## WHAT IS ASKED
Reproduce the following lines with "Every instance" switched to "Each instance" wherever it occurs. Leave everything else unchanged.

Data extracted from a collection

>> Start

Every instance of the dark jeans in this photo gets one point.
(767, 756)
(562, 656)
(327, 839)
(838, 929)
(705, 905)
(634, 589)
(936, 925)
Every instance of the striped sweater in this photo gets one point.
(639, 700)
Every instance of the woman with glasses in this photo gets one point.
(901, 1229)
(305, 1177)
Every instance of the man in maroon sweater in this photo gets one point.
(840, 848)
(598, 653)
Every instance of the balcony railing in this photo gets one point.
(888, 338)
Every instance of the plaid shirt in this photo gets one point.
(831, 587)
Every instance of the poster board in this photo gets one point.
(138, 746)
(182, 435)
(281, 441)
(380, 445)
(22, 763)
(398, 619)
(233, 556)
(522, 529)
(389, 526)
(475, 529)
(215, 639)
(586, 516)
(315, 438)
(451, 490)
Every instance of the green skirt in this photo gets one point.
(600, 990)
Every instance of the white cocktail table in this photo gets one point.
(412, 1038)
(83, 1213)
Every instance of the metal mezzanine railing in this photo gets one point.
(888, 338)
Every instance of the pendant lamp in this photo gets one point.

>> End

## PROBLEM SOLUTION
Each instance of the dark jeans in this photo gets one point.
(767, 756)
(562, 656)
(327, 839)
(838, 929)
(705, 905)
(634, 589)
(936, 925)
Each instance of the striped sweater in this photo gets one point.
(639, 700)
Each instance of the woman with glasses in this photo gets one point.
(901, 1229)
(305, 1177)
Each instance of the man in maroon sweater in this photo gets one point.
(840, 848)
(598, 653)
Each instance of the balcony railing in this photo gets one point.
(888, 338)
Each instance of the plaid shirt in this photo gets one point.
(831, 587)
Each instance of the poster board in this photo gets one point.
(138, 746)
(182, 435)
(281, 441)
(380, 445)
(22, 763)
(398, 619)
(233, 556)
(522, 529)
(389, 526)
(475, 529)
(215, 639)
(586, 516)
(315, 438)
(451, 490)
Each instance of the green skirt in this photo gets one point.
(600, 990)
Each instance of the white cocktail table in this photo gets one point.
(412, 1038)
(83, 1213)
Each instance of the metal mezzanine railing in this photo gets one point.
(888, 338)
Each instance of the pendant lamp in this photo gets one point.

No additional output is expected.